Quando olhamos algo na perspectiva correta
Filipenses 3.17-4.1
Muitas pessoas olham para si e não veem mais ninguém. O hedonismo — essa mania de fazer da própria vida um mero objeto e do prazer um alvo a ser alcançado sem qualquer barreira — faz com que as pessoas nem sequer sonhem que, um dia, houve um Criador e disse que somos todos sua imagem e semelhança (Gênesis 1.27). Para estas pessoas o texto bíblico evidentemente não passa de uma estória que reproduz um patriarcado dominador no passado e nos dias de hoje. “Morte ao patriarcado”.
Em uma linguagem patriarcal — forma de linguagem conhecida e difundida na época — o apóstolo Paulo faz observações a respeito da vida da Igreja. A despeito da sua imperfeição, e na falta justificada de melhor exemplo, o apóstolo convida para imitar por via indireta a Cristo (interessante ler Lucas 13.31-35, leitura para este domingo) e agir de forma unida como povo de Cristo.
Quando escrevi uma prédica em 2013 sobre este texto, citei um acontecimento daqueles dias sobre a questão do poder e da humilhação entre povos. Foi a visita de Yoani Sánchez, a jornalista e blogueira cubana em visita ao Brasil no início daquele ano. A sua liberdade de visitar um País e sua livre expressão foi impedida por funcionários do governo brasileiro, especificamente funcionário do Itamaraty, criando um impasse entre os poderes constituídos na nossa nação. Para o governo brasileiro no poder era interessante calar uma pessoa que vive em um País onde falar é trair.

→ **Entradas fornecidas**
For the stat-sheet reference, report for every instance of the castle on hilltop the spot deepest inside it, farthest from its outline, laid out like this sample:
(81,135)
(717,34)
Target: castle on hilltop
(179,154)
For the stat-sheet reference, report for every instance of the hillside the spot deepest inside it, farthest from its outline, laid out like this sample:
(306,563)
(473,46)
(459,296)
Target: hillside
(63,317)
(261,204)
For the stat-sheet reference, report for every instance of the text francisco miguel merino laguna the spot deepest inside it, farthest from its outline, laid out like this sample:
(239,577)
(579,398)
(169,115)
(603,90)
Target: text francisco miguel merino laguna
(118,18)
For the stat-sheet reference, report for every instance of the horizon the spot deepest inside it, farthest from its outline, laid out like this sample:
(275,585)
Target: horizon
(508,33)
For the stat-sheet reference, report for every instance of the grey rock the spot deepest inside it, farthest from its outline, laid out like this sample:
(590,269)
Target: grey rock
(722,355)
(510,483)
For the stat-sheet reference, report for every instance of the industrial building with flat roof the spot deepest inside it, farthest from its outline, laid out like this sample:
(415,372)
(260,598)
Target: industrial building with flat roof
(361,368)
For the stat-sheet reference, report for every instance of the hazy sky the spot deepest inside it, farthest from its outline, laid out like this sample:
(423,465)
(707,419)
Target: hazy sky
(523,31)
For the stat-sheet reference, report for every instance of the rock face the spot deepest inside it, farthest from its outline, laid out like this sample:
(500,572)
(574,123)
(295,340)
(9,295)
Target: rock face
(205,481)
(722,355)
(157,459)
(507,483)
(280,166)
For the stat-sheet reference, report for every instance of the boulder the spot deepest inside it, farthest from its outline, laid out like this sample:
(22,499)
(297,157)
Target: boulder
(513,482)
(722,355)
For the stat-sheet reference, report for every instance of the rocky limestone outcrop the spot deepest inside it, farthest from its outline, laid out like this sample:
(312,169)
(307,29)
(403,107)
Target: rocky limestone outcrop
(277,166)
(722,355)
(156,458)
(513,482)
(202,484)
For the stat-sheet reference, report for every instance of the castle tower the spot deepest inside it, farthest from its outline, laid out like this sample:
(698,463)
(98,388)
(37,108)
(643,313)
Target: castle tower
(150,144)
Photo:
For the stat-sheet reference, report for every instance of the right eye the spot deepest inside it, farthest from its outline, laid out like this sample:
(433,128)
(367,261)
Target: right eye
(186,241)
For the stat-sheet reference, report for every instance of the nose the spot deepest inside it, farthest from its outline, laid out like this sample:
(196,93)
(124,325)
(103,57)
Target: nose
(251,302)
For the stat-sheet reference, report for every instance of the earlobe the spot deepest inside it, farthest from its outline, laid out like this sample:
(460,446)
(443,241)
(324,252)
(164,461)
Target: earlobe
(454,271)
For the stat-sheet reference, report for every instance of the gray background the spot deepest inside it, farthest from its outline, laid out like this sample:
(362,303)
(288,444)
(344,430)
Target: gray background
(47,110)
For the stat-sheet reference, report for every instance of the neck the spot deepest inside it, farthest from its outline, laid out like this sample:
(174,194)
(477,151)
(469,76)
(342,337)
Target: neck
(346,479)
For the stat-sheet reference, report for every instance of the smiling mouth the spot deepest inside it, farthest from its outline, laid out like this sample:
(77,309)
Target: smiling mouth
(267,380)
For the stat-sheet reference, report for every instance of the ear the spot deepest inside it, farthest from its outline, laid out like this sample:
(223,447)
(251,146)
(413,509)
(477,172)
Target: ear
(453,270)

→ **A tarefa**
De acordo com a reflexão sobre Filipenses 3.17-4.1, quem impediu a liberdade de visita e a livre expressão de Yoani Sánchez no Brasil? As linhas vêm de uma fonte diferente da do trecho.

→ **Resultado**
Funcionários do governo brasileiro, especificamente do Itamaraty.